[TASK DETAILS]
Without including the pictures, copy out every line below.

[Data entries]
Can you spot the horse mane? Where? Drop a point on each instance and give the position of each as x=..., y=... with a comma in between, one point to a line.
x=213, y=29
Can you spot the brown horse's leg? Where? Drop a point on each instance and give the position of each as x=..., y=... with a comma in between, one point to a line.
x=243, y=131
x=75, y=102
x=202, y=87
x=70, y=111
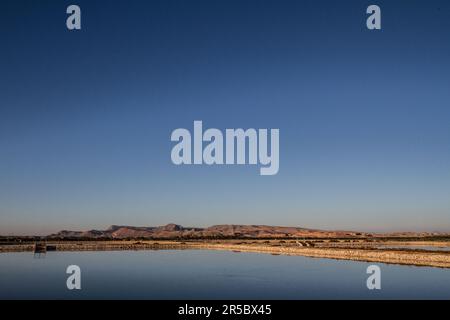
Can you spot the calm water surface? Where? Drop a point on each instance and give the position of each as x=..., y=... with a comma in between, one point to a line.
x=191, y=274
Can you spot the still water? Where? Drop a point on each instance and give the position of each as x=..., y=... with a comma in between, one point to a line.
x=192, y=274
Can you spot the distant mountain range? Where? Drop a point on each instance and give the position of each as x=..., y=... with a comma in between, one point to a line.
x=217, y=231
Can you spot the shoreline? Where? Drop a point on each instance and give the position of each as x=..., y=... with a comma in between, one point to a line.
x=400, y=256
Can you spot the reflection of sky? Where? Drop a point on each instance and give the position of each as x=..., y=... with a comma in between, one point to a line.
x=86, y=116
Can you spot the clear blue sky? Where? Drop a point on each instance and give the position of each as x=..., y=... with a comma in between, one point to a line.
x=86, y=116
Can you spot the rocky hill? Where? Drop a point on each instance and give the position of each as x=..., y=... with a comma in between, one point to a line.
x=217, y=231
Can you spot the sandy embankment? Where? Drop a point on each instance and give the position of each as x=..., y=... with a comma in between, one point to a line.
x=394, y=256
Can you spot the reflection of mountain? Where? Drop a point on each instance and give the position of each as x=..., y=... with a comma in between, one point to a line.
x=218, y=231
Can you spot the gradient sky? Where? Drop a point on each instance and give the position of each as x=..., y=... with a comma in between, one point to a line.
x=86, y=116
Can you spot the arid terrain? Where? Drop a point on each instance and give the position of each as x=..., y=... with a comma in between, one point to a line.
x=419, y=249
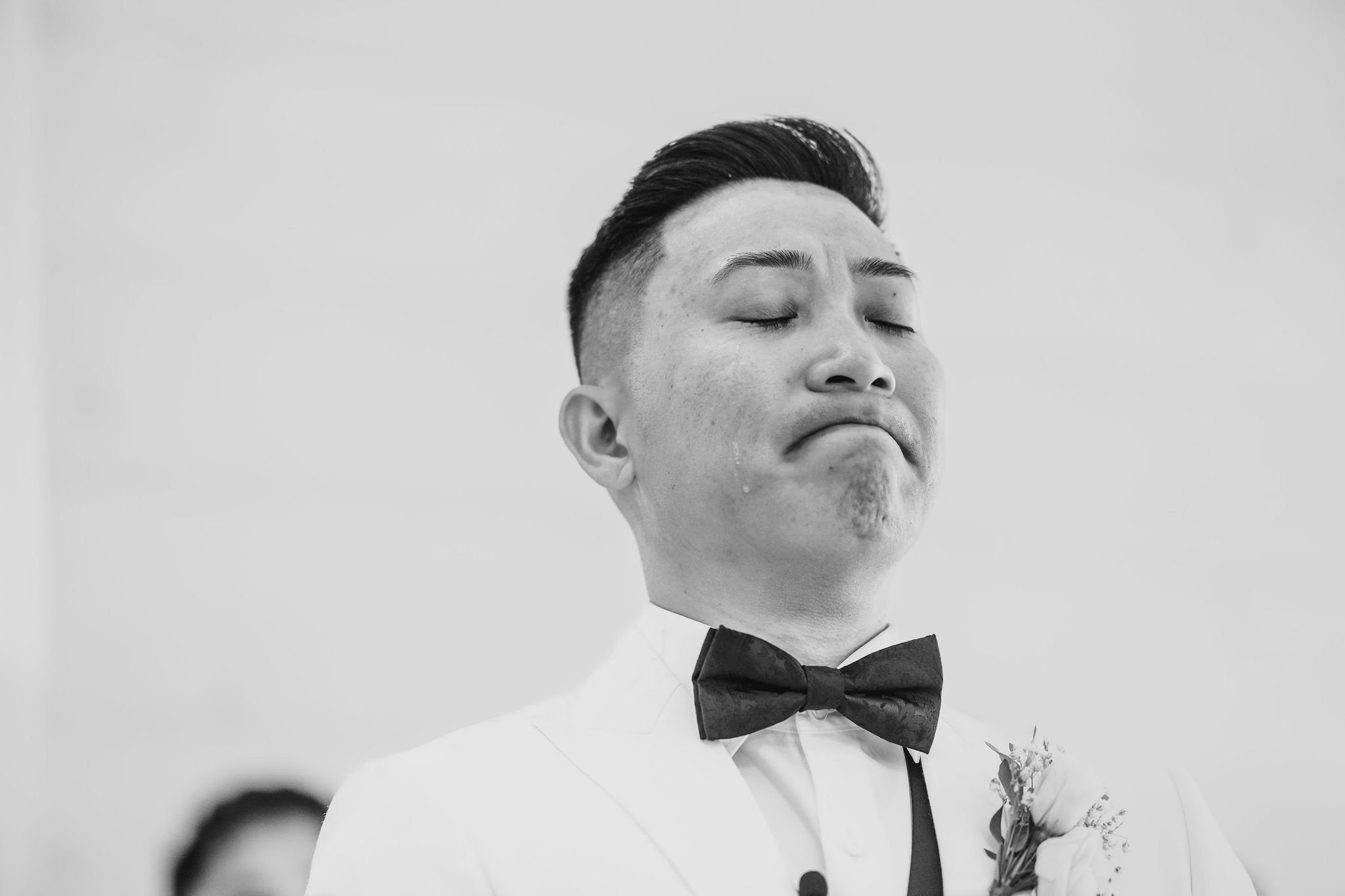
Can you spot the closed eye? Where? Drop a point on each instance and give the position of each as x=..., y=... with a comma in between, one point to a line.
x=768, y=323
x=889, y=327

[RESPONSE TO THE TASK]
Can you spot the horse mane? Where? Drop a point on each instance and give the position of each as x=..., y=... with a comma in between, one point to a line.
x=213, y=29
Can you spot the brown horse's leg? Where? Drop a point on each instance and give the position of each as x=..., y=... with a comma in between, one point to a line.
x=243, y=131
x=75, y=102
x=202, y=87
x=70, y=111
Can you spot the calm water surface? Where? Drop a point on each instance and give the position of each as x=..., y=... with a comma in between, one point to a line.
x=191, y=274
Can you spot the still water? Where? Drop a point on each instance and give the position of each as x=..., y=... with a comma in between, one point to a line.
x=192, y=274
Can you spot the distant mountain range? Where? Drop a point on each instance and give the position of each as x=..., y=... with a comma in between, one point to a line.
x=217, y=231
Can you spot the shoreline? Where? Drop a point on each instance and give the position of each as x=..., y=... with a comma in between, one point to a line.
x=400, y=256
Can you spot the reflection of sky? Where? Drop a point on each instance and give the position of each as x=..., y=... with a comma in between, one point to a line.
x=86, y=116
Can you spot the clear blue sky? Where? Drop a point on each instance and give the position of each as x=..., y=... with a comma in between, one point to a line.
x=86, y=116
Can you spot the rocky hill? Where? Drop a point on each instance and give the position of each as x=..., y=... with a comma in between, one point to a line.
x=217, y=231
Can you spot the sandy embankment? Where? Drop a point on each instance and give the position of each as x=..., y=... with a comma in between, one point to a line.
x=394, y=256
Can you spot the reflection of mountain? Where? Drop a point on each instance and give the position of each as x=..., y=... with a comma in between, one point to a line.
x=218, y=231
Can you spot the gradient sky? Where? Drop a point on each instance and give the position of each as x=..., y=... with a comma in between, one point to a line.
x=86, y=116
Can you spot the arid terrain? Where? Drop a point on each instance and give the position of each as x=..., y=... with a comma in between, one point to a line.
x=419, y=249
Can you spot the closed eye? Where? Drop a point on each instance and give the position of each as x=..., y=... with a comma in between, one point to a line.
x=768, y=323
x=889, y=327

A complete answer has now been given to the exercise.